■ Records for processing
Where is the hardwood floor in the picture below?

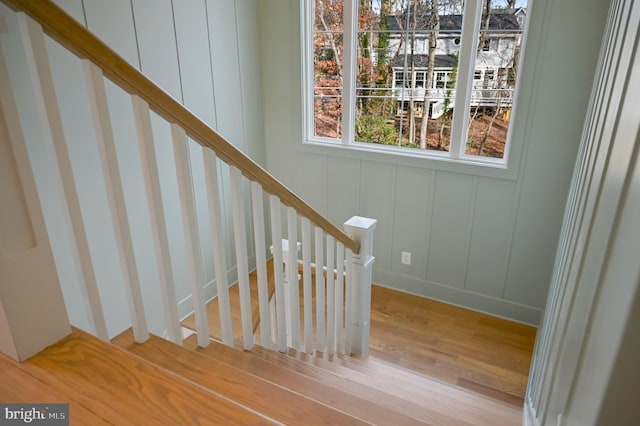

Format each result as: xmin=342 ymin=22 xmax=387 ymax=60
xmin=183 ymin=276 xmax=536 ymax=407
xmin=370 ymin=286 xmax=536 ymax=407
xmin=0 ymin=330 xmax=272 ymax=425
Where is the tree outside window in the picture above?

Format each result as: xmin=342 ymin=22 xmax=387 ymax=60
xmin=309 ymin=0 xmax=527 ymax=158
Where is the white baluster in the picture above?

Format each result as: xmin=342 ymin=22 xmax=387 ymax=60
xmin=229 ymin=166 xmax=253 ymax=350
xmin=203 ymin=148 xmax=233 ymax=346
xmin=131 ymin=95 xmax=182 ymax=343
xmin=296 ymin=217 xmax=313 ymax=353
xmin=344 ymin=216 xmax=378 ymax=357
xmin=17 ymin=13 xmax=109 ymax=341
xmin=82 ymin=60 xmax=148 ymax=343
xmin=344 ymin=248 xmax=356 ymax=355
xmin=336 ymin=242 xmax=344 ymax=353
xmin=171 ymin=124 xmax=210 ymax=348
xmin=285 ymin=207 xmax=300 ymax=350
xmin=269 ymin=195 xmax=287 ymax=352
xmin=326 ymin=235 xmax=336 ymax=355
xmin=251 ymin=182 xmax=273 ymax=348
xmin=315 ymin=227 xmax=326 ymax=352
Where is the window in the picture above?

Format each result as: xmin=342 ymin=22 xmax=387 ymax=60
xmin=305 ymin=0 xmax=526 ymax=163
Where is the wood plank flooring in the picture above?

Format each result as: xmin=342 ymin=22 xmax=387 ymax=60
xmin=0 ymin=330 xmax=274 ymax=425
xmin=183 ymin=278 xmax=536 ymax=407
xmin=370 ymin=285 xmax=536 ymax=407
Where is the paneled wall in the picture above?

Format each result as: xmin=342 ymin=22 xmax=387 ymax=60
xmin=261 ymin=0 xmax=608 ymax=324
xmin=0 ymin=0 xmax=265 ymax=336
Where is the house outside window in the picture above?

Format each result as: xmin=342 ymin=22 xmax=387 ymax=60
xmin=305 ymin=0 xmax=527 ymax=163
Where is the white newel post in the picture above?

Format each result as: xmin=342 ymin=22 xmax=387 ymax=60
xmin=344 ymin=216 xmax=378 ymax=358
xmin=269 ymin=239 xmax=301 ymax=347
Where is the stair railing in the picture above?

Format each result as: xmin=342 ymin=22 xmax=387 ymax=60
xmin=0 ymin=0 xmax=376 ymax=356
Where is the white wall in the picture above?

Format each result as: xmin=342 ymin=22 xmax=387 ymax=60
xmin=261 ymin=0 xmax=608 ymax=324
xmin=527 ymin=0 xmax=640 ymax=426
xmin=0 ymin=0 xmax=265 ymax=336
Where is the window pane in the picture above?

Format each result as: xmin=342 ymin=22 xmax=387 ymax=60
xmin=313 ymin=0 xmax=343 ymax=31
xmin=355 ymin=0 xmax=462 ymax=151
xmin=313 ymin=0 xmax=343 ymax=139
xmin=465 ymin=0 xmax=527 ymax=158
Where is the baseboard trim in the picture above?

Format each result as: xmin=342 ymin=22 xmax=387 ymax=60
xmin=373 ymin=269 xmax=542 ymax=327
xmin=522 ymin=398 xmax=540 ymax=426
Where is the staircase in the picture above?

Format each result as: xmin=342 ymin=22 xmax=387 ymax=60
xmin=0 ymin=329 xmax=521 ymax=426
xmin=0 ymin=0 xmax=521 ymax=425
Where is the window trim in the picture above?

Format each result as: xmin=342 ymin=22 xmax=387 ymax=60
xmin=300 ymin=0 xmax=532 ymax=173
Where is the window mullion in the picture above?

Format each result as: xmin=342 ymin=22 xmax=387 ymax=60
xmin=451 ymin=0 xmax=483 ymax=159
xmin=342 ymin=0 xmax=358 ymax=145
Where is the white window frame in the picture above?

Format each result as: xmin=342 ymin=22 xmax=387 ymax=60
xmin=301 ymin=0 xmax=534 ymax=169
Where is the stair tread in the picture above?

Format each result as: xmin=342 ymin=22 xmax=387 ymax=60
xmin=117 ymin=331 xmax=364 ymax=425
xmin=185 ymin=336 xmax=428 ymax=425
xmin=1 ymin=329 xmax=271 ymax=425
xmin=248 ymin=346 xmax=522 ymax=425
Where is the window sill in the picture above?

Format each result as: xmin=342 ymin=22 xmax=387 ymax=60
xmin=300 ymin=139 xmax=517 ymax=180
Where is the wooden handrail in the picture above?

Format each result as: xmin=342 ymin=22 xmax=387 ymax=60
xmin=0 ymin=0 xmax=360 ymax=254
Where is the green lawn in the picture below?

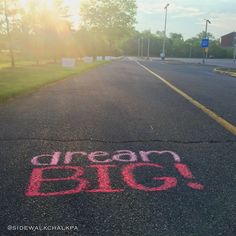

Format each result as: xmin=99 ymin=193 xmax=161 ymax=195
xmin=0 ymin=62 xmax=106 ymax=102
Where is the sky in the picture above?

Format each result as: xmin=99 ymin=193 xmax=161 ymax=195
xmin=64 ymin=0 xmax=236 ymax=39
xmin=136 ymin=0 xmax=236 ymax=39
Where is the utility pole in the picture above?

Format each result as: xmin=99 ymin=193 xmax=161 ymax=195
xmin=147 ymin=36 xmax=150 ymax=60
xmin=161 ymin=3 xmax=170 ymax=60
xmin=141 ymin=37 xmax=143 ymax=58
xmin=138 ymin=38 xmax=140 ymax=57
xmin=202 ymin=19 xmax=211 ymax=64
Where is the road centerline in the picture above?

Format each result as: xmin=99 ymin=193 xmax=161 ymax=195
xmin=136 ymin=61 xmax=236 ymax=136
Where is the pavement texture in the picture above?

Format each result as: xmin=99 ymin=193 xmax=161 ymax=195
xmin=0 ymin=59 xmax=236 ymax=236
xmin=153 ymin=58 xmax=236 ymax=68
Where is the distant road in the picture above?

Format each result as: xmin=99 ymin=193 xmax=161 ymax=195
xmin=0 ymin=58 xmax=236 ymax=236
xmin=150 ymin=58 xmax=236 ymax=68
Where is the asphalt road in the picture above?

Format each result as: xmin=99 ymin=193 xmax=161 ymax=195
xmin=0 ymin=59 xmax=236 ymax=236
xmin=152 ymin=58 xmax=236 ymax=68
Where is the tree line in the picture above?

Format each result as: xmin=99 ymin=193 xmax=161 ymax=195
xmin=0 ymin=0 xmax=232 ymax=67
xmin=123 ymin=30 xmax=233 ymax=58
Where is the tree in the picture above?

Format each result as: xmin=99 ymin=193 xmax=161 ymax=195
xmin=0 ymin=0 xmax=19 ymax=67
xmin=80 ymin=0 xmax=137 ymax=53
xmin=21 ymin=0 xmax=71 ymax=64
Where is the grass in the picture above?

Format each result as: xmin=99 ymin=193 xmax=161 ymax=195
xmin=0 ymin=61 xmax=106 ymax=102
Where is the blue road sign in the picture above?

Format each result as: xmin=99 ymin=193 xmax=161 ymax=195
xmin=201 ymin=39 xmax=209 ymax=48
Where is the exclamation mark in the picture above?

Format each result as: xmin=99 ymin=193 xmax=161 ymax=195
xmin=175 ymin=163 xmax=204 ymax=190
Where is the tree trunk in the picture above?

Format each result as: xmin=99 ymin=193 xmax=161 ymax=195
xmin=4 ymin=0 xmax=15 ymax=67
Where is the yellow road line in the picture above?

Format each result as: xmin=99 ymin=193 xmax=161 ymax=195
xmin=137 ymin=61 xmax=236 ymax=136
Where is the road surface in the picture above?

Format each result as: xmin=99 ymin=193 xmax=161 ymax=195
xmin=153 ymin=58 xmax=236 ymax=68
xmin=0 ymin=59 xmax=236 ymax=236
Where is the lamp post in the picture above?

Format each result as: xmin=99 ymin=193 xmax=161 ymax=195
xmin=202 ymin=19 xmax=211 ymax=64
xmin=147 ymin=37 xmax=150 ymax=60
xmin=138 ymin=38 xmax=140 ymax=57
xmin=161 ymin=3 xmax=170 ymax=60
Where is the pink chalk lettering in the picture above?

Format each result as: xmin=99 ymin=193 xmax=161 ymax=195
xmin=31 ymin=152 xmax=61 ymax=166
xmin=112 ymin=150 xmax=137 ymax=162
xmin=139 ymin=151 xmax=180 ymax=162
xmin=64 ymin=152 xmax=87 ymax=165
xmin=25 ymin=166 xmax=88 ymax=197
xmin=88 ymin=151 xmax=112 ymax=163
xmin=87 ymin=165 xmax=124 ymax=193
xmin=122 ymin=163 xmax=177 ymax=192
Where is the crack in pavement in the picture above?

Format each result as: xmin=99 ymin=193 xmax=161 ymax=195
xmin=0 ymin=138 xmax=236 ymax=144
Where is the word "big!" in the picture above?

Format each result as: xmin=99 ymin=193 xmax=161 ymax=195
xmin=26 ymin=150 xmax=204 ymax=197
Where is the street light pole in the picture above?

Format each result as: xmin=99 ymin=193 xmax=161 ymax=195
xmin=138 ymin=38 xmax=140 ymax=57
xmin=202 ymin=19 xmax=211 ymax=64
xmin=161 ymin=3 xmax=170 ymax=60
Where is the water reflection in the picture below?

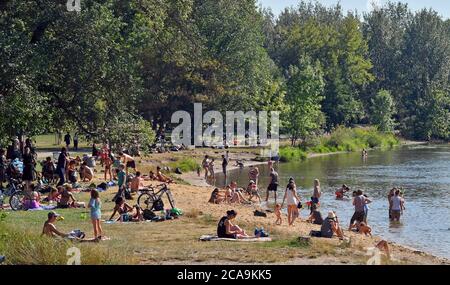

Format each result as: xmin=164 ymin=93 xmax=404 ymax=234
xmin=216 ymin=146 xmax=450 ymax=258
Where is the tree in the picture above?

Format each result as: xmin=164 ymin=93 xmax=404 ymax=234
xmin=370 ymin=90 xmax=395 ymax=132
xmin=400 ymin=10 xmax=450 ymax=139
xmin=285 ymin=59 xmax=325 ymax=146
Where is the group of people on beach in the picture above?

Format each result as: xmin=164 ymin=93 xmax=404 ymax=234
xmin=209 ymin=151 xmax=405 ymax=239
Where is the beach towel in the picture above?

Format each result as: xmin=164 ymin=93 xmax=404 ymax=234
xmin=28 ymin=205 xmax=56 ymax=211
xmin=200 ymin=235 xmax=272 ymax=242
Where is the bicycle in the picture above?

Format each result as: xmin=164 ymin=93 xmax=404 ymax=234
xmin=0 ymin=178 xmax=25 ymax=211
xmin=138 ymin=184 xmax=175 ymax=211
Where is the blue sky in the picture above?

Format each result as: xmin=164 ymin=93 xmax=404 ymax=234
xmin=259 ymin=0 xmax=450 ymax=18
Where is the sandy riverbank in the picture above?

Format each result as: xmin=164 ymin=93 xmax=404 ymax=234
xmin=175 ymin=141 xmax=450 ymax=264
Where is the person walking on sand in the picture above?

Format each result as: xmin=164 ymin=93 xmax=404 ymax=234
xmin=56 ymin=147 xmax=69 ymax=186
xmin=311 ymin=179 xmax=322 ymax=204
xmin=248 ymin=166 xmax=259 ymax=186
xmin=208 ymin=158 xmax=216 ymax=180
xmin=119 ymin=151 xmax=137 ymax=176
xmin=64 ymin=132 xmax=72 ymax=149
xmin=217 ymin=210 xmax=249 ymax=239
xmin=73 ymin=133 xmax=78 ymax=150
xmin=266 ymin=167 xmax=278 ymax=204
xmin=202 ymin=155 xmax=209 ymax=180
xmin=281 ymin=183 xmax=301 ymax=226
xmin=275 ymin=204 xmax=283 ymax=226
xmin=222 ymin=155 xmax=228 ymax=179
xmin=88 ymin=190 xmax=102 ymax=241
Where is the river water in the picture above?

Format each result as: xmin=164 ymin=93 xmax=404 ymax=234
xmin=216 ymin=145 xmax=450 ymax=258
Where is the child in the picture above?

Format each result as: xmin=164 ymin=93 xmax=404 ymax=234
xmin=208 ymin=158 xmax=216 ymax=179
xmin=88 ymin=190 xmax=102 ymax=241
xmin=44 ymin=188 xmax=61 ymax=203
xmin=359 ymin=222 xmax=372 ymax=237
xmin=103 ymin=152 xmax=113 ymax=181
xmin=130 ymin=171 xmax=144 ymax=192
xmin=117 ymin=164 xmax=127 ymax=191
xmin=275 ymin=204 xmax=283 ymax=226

■ The exercise
Reproduce word for word the records between the lines holding "Where is the crack" and "xmin=200 ymin=235 xmax=272 ymax=242", inclusive, and leave the pictures out of your copy.

■ Full solution
Where is the crack in pavement in the picture above?

Format each result as: xmin=99 ymin=193 xmax=161 ymax=195
xmin=0 ymin=138 xmax=236 ymax=144
Where is the word "big!" in the picture above?

Format each result as: xmin=99 ymin=193 xmax=161 ymax=195
xmin=26 ymin=150 xmax=204 ymax=197
Where is the street light pole in the picture above?

Format each result as: xmin=99 ymin=193 xmax=161 ymax=195
xmin=138 ymin=38 xmax=140 ymax=57
xmin=202 ymin=19 xmax=211 ymax=64
xmin=161 ymin=3 xmax=170 ymax=60
Where is the water reflection in the picture below?


Format each result as: xmin=164 ymin=93 xmax=404 ymax=234
xmin=216 ymin=146 xmax=450 ymax=258
Where is the tree in the picture above?

Format each result as: xmin=164 ymin=93 xmax=404 ymax=234
xmin=370 ymin=90 xmax=395 ymax=132
xmin=400 ymin=10 xmax=450 ymax=139
xmin=285 ymin=59 xmax=325 ymax=146
Where is the group of people on beach in the picture above?

Format each result as: xmin=164 ymin=93 xmax=404 ymax=234
xmin=209 ymin=151 xmax=405 ymax=239
Where is the beach towel in the picture above?

Format each result as: xmin=164 ymin=93 xmax=404 ymax=234
xmin=28 ymin=205 xmax=56 ymax=211
xmin=200 ymin=235 xmax=272 ymax=242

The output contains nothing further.